§ **PROBLEM STATEMENT**
Return the listing below verbatim, reproducing every line without any change, addition, or omission.

§ **DATA FOR THIS EXERCISE**

───

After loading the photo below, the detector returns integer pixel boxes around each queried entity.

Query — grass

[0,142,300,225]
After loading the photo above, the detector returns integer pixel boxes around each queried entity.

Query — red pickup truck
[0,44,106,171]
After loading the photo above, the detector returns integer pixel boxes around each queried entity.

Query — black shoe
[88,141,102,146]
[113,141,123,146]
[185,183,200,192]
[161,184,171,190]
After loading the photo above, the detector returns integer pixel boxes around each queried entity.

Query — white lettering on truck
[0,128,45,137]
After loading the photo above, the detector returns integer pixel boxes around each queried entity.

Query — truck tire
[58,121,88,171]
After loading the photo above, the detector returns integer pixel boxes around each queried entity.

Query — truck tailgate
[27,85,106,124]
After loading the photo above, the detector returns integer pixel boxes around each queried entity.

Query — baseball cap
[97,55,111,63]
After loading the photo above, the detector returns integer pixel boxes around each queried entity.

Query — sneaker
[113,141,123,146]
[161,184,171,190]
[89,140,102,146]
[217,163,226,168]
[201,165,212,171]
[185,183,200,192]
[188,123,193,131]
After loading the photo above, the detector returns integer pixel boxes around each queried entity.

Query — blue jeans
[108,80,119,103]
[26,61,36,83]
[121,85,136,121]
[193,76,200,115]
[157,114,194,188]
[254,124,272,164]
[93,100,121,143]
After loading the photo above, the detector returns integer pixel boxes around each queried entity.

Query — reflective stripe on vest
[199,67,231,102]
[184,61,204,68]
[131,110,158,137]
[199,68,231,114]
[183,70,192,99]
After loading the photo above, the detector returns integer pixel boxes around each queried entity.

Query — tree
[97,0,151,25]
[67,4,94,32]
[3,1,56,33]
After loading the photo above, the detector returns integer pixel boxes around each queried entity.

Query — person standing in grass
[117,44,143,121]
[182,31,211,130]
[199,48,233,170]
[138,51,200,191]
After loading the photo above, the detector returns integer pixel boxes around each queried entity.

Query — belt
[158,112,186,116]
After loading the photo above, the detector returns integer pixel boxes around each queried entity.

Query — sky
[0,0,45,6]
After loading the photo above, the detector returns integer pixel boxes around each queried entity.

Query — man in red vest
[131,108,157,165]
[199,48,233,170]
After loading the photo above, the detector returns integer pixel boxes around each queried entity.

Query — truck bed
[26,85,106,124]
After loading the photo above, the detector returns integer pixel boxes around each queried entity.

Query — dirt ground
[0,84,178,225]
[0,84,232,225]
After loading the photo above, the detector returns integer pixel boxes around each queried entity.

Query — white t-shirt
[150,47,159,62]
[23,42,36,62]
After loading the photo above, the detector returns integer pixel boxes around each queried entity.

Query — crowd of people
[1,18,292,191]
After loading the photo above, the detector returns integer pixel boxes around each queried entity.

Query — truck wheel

───

§ **FULL OUTPUT**
After loading the photo below, the detector returns integer pixel boxes around each queried entity.

Query — grass

[0,142,300,225]
After loading the photo above, the detector returns integer pixel boxes around each queried entity.

Query — red pickup truck
[0,44,106,171]
After loading the photo above, the detector returns integer pixel boxes around each queried entity.

Query — black shoe
[88,141,102,146]
[113,141,123,146]
[185,183,200,192]
[161,184,171,190]
After loading the photo above, the detector returns integer pixel boxes around each queried entity.

Query — white lettering on truck
[0,128,45,137]
After loading the photo above, the detector returns integer pixel boxes around each queried entity.

Query — truck tire
[58,121,88,171]
After loading the photo above, the detector returns integer pixel boxes around each queried entity.

Query — truck tailgate
[27,85,106,124]
After loading the photo above, the detector returns integer pixel boxes around each queried entity.

Query — baseball cap
[97,55,111,63]
After loading the photo above, the detector returns integer pixel boxes around each queried entity.

Query — sneaker
[113,141,123,146]
[161,184,171,190]
[89,140,102,146]
[217,163,226,168]
[201,165,212,171]
[185,183,200,192]
[188,123,193,131]
After loading the photo above, the detector returns integer pixel boxes around each queried entity.

Query — blue jeans
[108,80,119,103]
[26,61,36,83]
[121,85,136,121]
[193,76,200,115]
[157,114,194,188]
[254,124,272,164]
[93,100,121,143]
After loading the photo above, the detector returns integer pixel boxes around each queried entity.

Query — reflective stripe on vest
[199,67,231,102]
[184,61,204,68]
[131,110,158,137]
[199,68,231,114]
[183,70,192,99]
After loading the photo above, the detector returns integer pixel boxes around each queried entity.

Query — tree
[97,0,151,25]
[67,4,94,32]
[3,1,56,33]
After loading the photo above, the detector returns integer pixel boxes around each queried entity.

Query — person standing in grass
[117,44,143,121]
[182,31,211,130]
[199,48,233,170]
[138,51,200,191]
After loading the photo above, the detector returns integer pixel boxes around each queried entity.

Query — belt
[158,112,186,116]
After loading the photo above, the detector returns integer pixel boxes around each queried entity.

Query — sky
[0,0,45,6]
After loading the photo above, the detector returns integer pixel boxes around each queried entity.

Query — man in red vest
[131,108,157,165]
[199,48,233,170]
After loading the photo above, the detector returns integer pixel boxes around each queried entity.

Query — truck bed
[26,85,106,124]
After loading the photo above, the detector returns integer pixel boxes around each queried entity.

Query — dirt ground
[0,84,178,225]
[0,84,232,225]
After loading the photo above, the detector returns integer pixel boxes around each queried entity.

Query — white t-shirt
[150,47,159,62]
[23,42,36,62]
After loading the photo above, the detector returns integer pixel boxes around each queried entity.

Query — crowd of people
[1,18,292,191]
After loading the photo above, the detector returns integer pixel boxes around each queried entity.

Query — truck wheel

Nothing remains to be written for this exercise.